══ Given records ══

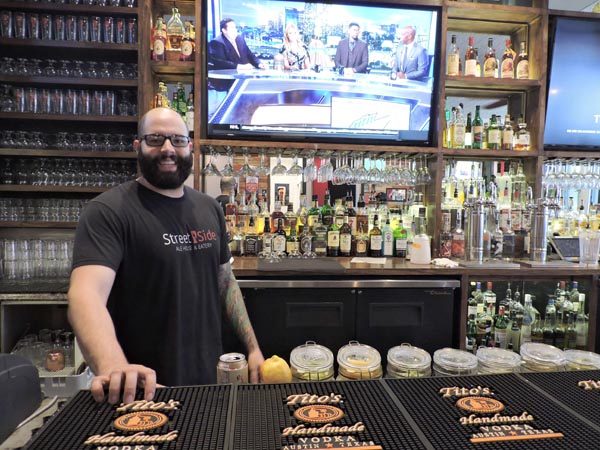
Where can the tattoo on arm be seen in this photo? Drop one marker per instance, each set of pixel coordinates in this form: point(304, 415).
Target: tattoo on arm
point(235, 308)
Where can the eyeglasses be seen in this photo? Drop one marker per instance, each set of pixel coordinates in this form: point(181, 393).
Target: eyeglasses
point(157, 140)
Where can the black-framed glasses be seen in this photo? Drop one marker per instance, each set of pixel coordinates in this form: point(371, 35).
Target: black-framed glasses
point(157, 140)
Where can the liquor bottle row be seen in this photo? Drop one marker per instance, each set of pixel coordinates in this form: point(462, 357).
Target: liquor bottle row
point(179, 103)
point(474, 132)
point(511, 65)
point(173, 36)
point(58, 27)
point(339, 230)
point(68, 101)
point(510, 323)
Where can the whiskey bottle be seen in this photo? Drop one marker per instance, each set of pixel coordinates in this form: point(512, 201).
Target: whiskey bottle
point(471, 59)
point(522, 65)
point(490, 63)
point(453, 66)
point(508, 58)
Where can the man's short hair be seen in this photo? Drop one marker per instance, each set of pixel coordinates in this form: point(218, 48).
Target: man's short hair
point(224, 22)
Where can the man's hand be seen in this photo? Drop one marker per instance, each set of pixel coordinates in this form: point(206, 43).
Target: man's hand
point(125, 379)
point(255, 360)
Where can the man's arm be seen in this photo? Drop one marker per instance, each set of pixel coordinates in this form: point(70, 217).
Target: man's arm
point(236, 312)
point(422, 67)
point(95, 331)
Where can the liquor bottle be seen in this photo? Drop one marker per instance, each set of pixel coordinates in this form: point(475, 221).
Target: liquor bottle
point(187, 44)
point(469, 132)
point(501, 328)
point(490, 63)
point(346, 238)
point(549, 321)
point(320, 238)
point(477, 129)
point(522, 139)
point(189, 114)
point(493, 134)
point(470, 59)
point(507, 134)
point(159, 41)
point(279, 239)
point(513, 338)
point(507, 68)
point(351, 214)
point(388, 239)
point(175, 30)
point(453, 65)
point(362, 241)
point(292, 244)
point(313, 213)
point(327, 211)
point(522, 64)
point(333, 240)
point(458, 239)
point(375, 239)
point(445, 250)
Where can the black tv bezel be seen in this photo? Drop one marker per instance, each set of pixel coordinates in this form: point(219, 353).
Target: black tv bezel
point(432, 137)
point(552, 25)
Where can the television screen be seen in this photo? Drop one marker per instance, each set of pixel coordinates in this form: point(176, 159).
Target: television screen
point(321, 70)
point(573, 106)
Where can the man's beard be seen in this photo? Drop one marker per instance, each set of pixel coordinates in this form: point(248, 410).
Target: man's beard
point(149, 167)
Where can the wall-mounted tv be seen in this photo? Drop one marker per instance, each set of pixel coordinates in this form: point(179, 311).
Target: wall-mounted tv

═══

**What the task requires**
Copy everything from the line containing "Where can the black-framed" down to the line containing "point(255, 360)", both included, with the requests kept word for word. Scale only the point coordinates in the answers by 2.5, rounding each to a whole number with halves going up.

**In response**
Where can the black-framed glasses be seen in this photo? Drop one marker per instance, each set of pixel coordinates in this form: point(371, 35).
Target: black-framed glasses
point(393, 350)
Where can the liquor bottle row be seen in this photo? Drop one marker per instance, each set of pixel coordinates in this form: point(462, 357).
Target: liquor bottle row
point(448, 258)
point(1185, 330)
point(1278, 163)
point(433, 90)
point(145, 68)
point(848, 575)
point(170, 253)
point(1275, 808)
Where can the whiskey bottle be seen in this photo? Drop one marker per instance, each set of pixel coordinates in this form: point(512, 201).
Target: whiskey bottle
point(1178, 148)
point(1305, 163)
point(1225, 158)
point(1133, 165)
point(1270, 145)
Where can the man's short hair be seen in this photo? Drop one marker per instance, each set of pixel coordinates in this form: point(218, 48).
Target: man's short hair
point(560, 55)
Where can the man's hand be seen in this photo? Drop one marker per instance, each set of pixel coordinates in this form: point(206, 43).
Target: man's hand
point(313, 948)
point(638, 900)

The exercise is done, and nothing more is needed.